-- 出典文書 --
けれど触診を進めていくと、実際に強い反応があったのは、背中の上部から腰にかけての皮膚表面。
筋肉の緊張というよりも、皮膚自体が乾燥気味で硬く、柔らかさが失われている印象。
これは「皮膚が筋肉や関節の動きを間接的に制限している」という感覚に近いものだった。
鍼を“刺さない”──接触鍼という選択
この方には「接触鍼(せっしょくしん)」という、鍼を皮膚に軽く当てるだけの施術を行った。
筋肉や深部には触れず、皮膚という“もっと浅い層”に対して、ごく穏やかな刺激を与える方法である。
回を重ねるごとに、皮膚の硬さは徐々にやわらぎ、歩行時の痛みも軽減した。
4回目の施術を終える頃には、ご本人の動きにも明らかな違いが現れていた。
皮膚という「感覚器官」について
皮膚は単なる外側の膜ではなく、触覚・温度・痛覚など、あらゆる感覚を通して外界とつながっている。
発生学的に見ても、皮膚は外胚葉由来で、脳や神経系と同じ起源を持つ。
皮膚への刺激は通常、脊髄神経を経て脳の体性感覚野へと伝達され、感覚として認識される。
一部では「皮膚そのものが刺激情報を局所的に処理するのでは?」という仮説もあるが、現時点では明確な科学的根拠は確認されていない。
それでも臨床の現場では、皮膚の状態が動作や痛みと関係していると感じるケースは少なくない。
とはいえ、「皮膚が硬い」という感覚は、患者さんにとっては非常にわかりにくいものである。
比較する経験がない方にとって、自分の皮膚が「硬い」「動かない」と言われても、
なにが正常でなにが異常か、ピンとこないのが当然である。
それを言葉だけで説明しきれないことも、私自身、毎回感じている。
「ここ、硬いですよね」と言われても、
「そうですかね…?」という反応が返ってくることも多い。
だからこそ、結果として変化を感じてもらえたときは、どこかほっとしてしまう。
結果は大体予測通り。でも、、
この症例では、皮膚の状態と痛みの程度が一致しており、施術による変化も予測に近いものでした。

-- 取り組む課題 --
A. 接触鍼の症例についての文章では、接触鍼はどのような施術として説明されていますか。
B. 接触鍼の症例についての文章を、最後の一文に続けて書き進めてください。

データセット抜粋:

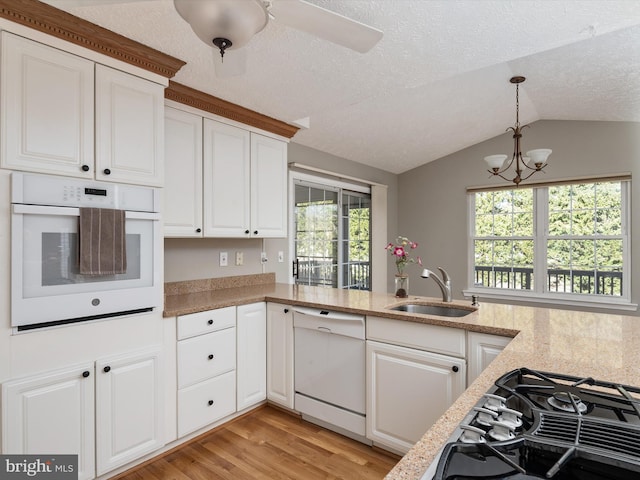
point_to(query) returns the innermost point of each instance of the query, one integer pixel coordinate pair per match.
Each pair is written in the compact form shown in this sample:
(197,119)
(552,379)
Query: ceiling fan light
(539,156)
(495,161)
(235,20)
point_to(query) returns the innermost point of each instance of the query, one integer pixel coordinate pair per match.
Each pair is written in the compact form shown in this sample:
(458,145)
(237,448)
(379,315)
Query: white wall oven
(47,286)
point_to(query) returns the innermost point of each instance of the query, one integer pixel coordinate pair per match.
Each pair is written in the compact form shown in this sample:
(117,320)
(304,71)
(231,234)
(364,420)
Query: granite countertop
(602,346)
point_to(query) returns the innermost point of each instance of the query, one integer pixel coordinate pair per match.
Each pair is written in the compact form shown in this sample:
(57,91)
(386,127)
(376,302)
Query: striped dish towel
(101,235)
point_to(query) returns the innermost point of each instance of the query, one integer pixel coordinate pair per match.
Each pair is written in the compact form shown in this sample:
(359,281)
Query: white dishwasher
(330,369)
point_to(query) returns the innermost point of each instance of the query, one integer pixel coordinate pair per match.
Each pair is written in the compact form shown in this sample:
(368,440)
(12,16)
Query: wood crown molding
(58,23)
(203,101)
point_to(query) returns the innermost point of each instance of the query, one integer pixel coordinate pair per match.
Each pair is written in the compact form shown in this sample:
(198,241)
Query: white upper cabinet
(183,169)
(66,115)
(222,180)
(47,109)
(227,180)
(268,187)
(129,128)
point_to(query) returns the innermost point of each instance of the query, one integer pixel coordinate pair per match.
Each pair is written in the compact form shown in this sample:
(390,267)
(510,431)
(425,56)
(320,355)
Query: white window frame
(539,294)
(329,184)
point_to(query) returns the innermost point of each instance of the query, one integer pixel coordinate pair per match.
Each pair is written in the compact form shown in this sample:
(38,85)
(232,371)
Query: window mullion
(540,236)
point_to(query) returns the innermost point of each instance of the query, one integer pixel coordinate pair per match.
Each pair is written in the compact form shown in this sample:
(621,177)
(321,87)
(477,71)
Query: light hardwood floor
(268,444)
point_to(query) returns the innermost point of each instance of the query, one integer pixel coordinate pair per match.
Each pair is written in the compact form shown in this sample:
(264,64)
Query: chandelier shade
(525,165)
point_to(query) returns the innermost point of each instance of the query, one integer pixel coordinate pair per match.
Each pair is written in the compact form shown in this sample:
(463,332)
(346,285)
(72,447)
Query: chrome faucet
(444,284)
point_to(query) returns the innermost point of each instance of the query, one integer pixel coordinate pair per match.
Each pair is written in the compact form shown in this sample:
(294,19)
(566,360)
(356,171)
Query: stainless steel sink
(433,310)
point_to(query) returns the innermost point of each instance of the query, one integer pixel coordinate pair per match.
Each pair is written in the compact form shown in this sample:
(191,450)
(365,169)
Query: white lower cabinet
(408,390)
(483,349)
(251,347)
(205,402)
(52,413)
(57,413)
(414,374)
(206,356)
(129,408)
(280,387)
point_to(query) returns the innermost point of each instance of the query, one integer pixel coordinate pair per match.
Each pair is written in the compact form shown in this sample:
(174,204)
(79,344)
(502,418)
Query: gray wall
(190,259)
(433,202)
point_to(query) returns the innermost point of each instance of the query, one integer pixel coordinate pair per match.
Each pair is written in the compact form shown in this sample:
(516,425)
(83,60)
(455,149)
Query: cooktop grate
(584,432)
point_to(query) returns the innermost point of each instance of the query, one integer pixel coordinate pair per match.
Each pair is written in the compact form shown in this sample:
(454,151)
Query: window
(332,236)
(565,240)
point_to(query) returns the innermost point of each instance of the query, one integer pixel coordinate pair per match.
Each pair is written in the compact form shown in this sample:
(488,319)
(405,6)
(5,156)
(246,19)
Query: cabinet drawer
(433,338)
(206,356)
(206,322)
(206,402)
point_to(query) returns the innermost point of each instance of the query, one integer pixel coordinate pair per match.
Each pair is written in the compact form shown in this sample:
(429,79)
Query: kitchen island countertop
(602,346)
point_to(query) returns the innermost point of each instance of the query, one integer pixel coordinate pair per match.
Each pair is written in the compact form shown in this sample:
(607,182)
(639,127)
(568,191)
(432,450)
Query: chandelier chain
(517,105)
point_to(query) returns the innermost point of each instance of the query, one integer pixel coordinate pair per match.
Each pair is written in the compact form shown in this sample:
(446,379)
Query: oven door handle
(74,212)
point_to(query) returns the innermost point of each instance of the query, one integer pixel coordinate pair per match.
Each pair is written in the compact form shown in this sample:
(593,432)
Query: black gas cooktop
(534,425)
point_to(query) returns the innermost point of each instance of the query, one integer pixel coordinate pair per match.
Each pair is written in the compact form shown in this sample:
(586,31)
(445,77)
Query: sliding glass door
(332,236)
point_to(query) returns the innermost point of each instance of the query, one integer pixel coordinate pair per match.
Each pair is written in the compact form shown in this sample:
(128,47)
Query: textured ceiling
(437,82)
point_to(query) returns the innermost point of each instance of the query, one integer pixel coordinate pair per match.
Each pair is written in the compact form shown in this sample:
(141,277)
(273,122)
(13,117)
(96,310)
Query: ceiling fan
(230,24)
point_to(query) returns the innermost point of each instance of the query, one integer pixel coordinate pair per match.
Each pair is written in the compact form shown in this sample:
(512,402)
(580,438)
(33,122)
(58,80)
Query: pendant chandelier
(526,165)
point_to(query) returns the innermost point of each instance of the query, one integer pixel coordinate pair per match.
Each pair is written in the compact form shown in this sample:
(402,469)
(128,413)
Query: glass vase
(402,286)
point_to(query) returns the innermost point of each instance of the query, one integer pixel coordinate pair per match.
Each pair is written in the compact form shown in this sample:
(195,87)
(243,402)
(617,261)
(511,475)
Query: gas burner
(562,401)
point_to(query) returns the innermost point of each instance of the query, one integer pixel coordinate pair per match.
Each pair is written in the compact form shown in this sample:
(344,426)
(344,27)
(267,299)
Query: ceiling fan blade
(233,64)
(87,3)
(325,24)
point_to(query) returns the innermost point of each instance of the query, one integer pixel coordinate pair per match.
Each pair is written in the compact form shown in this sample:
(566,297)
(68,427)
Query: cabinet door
(206,356)
(183,168)
(252,354)
(129,408)
(47,109)
(268,187)
(483,349)
(280,388)
(51,413)
(226,185)
(129,128)
(206,402)
(408,390)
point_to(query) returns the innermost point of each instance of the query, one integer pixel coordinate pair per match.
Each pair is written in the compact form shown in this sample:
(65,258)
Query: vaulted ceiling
(436,83)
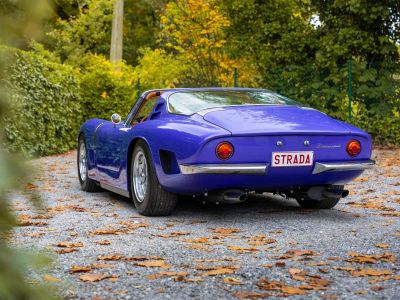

-- 解答済み課題 --
A. 鍼を皮膚に軽く当てるだけの施術です。

B.
けれど同じような症状を訴える方でも、皮膚に硬さが見られない場合や、逆に皮膚が硬くても症状に影響していないように見えることもあります。
そうした「一致しない症例」をどう読み解くか。
それが今の自分にとっての大きな課題です。
「痛む場所」だけではなく「何が起きているか」をみる
痛みの正体がいつも明確に見えるわけではありません。
でも、体のどこに動きの引っかかりがあるのか、
そこにどうアプローチすれば変化が生まれるのか──
それを一緒に探る過程こそが、鍼灸という方法の核心かもしれません。
皮膚は、見落とされやすいけれど、とても大切な“感覚の窓口”です。
今回の症例は、そのことを改めて思い出させてくれました
もうひとつ、個人的に課題だと感じているのは、
この「皮膚の硬さ」という感覚を、どう伝えれば納得してもらえるのかという点です。
皮膚は、日常的にあまり意識される場所ではありません。
「痛み」や「張り」は感じられても、
「皮膚そのものが硬い」と言われても、それがどんな状態なのか想像がつかない。
まして、一般の方が他人の皮膚と比べる機会もほとんどありません。
今回のように、施術を重ねることで明らかな変化が出た場合は、
あとから「あ、そういえば…」と振り返ってもらえることがあります。
でも、そうならなかったときに、
言葉でどう説明し、納得感を得てもらうかは、私にとっての永遠のテーマなのかもしれません。